◆ AVAILABLE DATA:
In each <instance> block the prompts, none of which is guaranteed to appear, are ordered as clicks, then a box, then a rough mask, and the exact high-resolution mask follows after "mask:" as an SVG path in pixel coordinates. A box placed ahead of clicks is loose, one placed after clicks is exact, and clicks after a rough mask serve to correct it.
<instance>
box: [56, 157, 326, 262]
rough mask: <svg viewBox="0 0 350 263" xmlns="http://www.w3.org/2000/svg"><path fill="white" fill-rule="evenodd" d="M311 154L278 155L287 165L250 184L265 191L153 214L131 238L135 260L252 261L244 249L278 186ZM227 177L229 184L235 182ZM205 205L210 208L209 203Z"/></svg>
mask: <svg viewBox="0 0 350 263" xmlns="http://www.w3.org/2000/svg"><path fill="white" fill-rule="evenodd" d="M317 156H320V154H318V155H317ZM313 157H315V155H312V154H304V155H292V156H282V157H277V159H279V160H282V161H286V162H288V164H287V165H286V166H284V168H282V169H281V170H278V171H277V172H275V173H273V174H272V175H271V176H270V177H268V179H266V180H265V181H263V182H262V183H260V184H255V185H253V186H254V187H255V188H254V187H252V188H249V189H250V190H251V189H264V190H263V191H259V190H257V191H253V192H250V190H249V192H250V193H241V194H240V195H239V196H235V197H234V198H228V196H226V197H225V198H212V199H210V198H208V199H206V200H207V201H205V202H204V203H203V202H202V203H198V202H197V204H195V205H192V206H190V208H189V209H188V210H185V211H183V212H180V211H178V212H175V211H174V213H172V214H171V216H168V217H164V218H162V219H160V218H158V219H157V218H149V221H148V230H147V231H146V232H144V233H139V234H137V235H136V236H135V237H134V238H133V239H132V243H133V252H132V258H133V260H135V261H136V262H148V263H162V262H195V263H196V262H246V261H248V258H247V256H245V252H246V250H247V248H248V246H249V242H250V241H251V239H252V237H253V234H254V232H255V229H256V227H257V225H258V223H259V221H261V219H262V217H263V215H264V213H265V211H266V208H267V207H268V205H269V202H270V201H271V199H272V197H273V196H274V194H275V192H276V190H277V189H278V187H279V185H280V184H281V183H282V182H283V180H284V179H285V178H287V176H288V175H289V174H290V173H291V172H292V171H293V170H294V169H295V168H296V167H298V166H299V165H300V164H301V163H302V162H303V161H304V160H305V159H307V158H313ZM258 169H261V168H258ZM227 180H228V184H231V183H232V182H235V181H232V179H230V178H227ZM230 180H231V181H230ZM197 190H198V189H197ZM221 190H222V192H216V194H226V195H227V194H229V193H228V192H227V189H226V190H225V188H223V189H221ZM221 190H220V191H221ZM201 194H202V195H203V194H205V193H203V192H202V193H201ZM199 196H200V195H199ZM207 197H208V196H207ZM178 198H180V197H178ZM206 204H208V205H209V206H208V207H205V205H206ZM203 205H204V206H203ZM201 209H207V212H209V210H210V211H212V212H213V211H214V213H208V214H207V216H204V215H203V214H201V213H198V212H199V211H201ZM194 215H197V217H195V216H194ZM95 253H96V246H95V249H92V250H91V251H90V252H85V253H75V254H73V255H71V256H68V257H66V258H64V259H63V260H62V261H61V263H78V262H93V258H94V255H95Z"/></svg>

◆ WHAT THE TASK REQUIRES:
Could the entries above be output once more, exactly as they are?

◆ SOLUTION:
In each <instance> block the prompts, none of which is guaranteed to appear, are ordered as clicks, then a box, then a rough mask, and the exact high-resolution mask follows after "mask:" as an SVG path in pixel coordinates. A box placed ahead of clicks is loose, one placed after clicks is exact, and clicks after a rough mask serve to correct it.
<instance>
box: [56, 157, 326, 262]
rough mask: <svg viewBox="0 0 350 263" xmlns="http://www.w3.org/2000/svg"><path fill="white" fill-rule="evenodd" d="M311 154L278 155L287 165L250 184L265 191L153 214L131 238L135 260L252 261L244 249L278 186ZM227 177L229 184L235 182ZM205 205L210 208L209 203Z"/></svg>
mask: <svg viewBox="0 0 350 263" xmlns="http://www.w3.org/2000/svg"><path fill="white" fill-rule="evenodd" d="M317 156H320V154H318V155H317ZM313 157H315V155H312V154H304V155H292V156H282V157H277V159H279V160H282V161H286V162H288V164H287V165H286V166H284V168H282V169H281V170H278V171H277V172H275V173H273V174H272V175H271V176H270V177H268V179H266V180H265V181H263V182H262V183H260V184H255V185H253V186H254V187H255V188H254V187H252V188H249V189H250V190H251V189H264V190H263V191H259V190H257V191H253V192H250V190H249V192H250V193H241V194H240V195H239V196H235V197H234V198H228V196H226V197H225V198H212V199H210V198H208V199H206V200H207V201H205V202H204V203H203V202H202V203H198V202H197V204H195V205H192V206H190V208H189V209H188V210H185V211H183V212H180V211H178V212H175V211H174V213H172V214H171V216H168V217H164V218H162V219H160V218H158V219H157V218H149V221H148V230H147V231H146V232H144V233H139V234H137V235H136V236H135V237H134V238H133V239H132V243H133V252H132V258H133V260H135V261H136V262H148V263H162V262H195V263H196V262H246V261H248V258H247V256H245V252H246V250H247V248H248V246H249V242H250V241H251V239H252V237H253V234H254V232H255V229H256V227H257V225H258V223H259V221H261V219H262V217H263V215H264V213H265V211H266V208H267V207H268V205H269V202H270V201H271V199H272V197H273V196H274V194H275V192H276V190H277V189H278V187H279V185H280V184H281V183H282V182H283V180H284V179H285V178H287V176H288V175H289V174H290V173H291V172H292V171H293V170H294V169H295V168H296V167H298V166H299V165H300V164H301V163H302V162H303V161H304V160H305V159H307V158H313ZM258 169H261V168H258ZM227 180H228V184H231V183H232V182H235V181H232V179H230V178H227ZM230 180H231V181H230ZM197 190H198V189H197ZM221 190H222V192H216V194H226V195H227V194H229V193H228V192H227V189H226V190H225V188H223V189H221ZM221 190H220V191H221ZM201 194H202V195H203V194H205V193H203V192H202V193H201ZM199 196H200V195H199ZM207 197H208V196H207ZM178 198H180V197H178ZM206 204H208V205H209V206H208V207H205V205H206ZM203 205H204V206H203ZM201 209H207V212H209V210H210V211H212V212H213V211H214V213H208V214H207V216H204V215H203V214H201V213H198V212H199V211H201ZM194 215H197V217H195V216H194ZM95 253H96V246H95V249H92V250H91V251H90V252H85V253H75V254H73V255H71V256H68V257H66V258H64V259H63V260H62V261H61V263H78V262H93V258H94V255H95Z"/></svg>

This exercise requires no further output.